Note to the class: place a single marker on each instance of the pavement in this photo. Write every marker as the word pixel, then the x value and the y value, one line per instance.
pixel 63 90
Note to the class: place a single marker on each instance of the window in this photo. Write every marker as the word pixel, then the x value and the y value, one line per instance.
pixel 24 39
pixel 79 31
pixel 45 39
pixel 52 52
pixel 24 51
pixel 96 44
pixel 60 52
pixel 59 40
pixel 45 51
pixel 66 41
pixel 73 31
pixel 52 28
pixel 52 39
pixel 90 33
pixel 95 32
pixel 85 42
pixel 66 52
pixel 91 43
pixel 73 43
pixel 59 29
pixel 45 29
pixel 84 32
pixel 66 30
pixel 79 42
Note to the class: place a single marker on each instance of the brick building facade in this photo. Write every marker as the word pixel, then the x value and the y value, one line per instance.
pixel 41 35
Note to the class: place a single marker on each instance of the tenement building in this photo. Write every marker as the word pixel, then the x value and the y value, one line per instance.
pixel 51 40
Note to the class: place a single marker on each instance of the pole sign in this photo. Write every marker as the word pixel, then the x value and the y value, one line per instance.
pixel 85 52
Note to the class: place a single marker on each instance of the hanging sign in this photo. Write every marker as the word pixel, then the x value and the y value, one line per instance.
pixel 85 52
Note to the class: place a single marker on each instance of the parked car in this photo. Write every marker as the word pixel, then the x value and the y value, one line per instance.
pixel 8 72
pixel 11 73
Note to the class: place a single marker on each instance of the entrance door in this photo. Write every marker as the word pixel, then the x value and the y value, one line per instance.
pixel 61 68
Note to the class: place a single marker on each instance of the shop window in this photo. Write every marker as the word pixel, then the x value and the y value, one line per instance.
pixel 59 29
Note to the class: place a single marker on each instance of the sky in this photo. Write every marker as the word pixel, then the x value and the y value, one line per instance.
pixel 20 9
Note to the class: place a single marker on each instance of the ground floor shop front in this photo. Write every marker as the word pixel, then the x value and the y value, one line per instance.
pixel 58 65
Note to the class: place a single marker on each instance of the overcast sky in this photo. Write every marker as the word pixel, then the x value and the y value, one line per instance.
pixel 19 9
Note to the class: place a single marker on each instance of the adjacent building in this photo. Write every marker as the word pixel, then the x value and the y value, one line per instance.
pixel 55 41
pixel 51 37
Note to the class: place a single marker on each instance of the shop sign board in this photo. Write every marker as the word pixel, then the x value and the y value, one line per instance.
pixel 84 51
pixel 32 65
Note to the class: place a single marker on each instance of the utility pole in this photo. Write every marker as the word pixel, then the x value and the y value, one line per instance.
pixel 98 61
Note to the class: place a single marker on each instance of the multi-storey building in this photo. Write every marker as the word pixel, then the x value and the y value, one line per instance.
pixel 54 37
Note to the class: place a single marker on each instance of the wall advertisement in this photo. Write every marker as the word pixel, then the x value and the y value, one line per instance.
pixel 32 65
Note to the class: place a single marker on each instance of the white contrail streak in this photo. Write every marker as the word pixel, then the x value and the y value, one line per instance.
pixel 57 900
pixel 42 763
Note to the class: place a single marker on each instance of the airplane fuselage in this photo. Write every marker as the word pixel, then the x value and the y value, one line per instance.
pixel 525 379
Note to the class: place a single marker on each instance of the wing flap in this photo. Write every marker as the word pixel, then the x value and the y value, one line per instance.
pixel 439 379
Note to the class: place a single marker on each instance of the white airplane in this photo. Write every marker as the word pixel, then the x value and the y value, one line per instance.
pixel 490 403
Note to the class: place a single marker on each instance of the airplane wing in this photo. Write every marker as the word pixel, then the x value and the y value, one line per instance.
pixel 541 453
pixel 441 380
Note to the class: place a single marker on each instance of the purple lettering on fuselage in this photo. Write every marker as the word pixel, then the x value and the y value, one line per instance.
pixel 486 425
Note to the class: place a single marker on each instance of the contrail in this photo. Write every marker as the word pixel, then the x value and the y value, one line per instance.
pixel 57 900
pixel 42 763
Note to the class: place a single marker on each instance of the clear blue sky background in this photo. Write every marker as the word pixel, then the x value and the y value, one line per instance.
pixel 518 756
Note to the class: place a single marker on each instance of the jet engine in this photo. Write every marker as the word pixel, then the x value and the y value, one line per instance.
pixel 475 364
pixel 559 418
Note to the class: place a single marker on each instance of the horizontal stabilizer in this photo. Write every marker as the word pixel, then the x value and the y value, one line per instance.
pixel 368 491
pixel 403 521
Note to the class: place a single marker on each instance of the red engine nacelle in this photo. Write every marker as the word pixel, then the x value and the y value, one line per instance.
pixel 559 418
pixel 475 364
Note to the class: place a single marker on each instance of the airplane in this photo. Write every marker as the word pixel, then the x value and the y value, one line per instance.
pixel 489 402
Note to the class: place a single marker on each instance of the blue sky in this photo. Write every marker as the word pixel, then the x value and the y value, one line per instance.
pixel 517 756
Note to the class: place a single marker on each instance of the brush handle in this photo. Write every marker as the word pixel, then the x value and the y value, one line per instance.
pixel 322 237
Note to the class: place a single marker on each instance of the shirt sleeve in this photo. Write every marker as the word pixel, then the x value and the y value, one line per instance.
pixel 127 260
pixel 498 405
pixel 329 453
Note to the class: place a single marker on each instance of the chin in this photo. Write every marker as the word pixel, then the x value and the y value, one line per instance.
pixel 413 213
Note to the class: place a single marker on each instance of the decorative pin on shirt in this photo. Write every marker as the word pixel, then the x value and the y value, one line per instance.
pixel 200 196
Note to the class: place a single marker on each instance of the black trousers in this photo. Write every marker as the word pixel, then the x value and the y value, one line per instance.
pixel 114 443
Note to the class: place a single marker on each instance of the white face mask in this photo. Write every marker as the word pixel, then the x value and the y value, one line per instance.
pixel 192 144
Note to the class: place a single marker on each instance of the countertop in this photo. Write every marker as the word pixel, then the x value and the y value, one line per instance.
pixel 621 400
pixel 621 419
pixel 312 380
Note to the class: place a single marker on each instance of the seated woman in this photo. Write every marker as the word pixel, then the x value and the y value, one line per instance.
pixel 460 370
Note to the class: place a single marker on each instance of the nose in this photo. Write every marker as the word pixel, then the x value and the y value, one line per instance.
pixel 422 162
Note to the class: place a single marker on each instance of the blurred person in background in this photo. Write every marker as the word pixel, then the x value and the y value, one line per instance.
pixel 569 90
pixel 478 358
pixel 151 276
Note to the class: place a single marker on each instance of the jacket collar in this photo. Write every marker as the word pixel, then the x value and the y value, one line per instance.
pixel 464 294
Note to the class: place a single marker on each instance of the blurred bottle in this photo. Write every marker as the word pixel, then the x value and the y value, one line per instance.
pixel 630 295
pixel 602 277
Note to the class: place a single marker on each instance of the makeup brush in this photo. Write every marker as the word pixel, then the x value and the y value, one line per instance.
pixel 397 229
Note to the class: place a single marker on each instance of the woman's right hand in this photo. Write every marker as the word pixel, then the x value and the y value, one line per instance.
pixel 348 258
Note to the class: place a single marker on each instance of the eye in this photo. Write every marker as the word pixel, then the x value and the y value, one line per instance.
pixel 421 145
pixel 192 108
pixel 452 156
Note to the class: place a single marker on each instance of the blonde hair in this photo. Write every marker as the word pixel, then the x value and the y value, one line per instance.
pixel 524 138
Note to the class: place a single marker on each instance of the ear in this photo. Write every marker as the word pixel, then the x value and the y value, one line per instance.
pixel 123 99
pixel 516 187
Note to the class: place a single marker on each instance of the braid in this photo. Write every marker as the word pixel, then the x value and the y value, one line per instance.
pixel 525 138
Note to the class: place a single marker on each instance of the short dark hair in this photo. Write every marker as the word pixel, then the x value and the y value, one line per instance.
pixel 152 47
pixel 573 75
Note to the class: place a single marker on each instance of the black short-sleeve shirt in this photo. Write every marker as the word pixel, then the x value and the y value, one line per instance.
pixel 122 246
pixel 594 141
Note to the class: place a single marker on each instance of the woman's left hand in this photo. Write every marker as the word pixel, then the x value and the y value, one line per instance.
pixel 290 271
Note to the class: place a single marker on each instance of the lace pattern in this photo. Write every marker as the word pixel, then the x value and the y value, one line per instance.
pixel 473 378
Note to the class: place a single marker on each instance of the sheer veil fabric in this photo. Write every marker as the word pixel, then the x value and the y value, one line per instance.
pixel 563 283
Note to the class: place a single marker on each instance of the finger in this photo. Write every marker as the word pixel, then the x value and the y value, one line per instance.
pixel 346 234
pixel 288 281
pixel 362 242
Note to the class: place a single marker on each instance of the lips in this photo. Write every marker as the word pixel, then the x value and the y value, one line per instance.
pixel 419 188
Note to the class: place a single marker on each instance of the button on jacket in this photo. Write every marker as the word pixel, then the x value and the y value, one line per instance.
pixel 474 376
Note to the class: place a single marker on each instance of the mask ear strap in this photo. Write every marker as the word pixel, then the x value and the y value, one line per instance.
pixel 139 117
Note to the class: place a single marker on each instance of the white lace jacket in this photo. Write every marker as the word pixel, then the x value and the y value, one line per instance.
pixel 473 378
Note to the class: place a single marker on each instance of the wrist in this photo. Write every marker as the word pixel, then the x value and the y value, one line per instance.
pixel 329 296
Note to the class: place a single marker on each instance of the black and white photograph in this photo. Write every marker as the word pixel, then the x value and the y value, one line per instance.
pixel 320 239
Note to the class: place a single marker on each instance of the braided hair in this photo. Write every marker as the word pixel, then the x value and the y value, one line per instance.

Objective -
Recast the rows from the line with "of the lace" up to and including the line with "pixel 362 242" as a two-column CSV with the headers instruction and points. Give one line for each row, placing its text and its answer each in a single quoted field, with line breaks turned into spaces.

Worked solution -
instruction,points
"Note to the class: place a single marker on each instance of the lace pattern in this photo. Write every marker as the word pixel, then the x value and the y value, one line per instance.","pixel 473 378"
"Note to the class: place a single marker on each instance of the sheer veil fabric in this photo. Write every marker as the word pixel, then the x value and the y value, one line per instance.","pixel 563 283"
"Note to the class: place a single marker on each instance of the finger in this photo. Write every marker as the word pixel, then the x value and the y value, one line per instance.","pixel 346 234 pixel 288 281 pixel 362 242"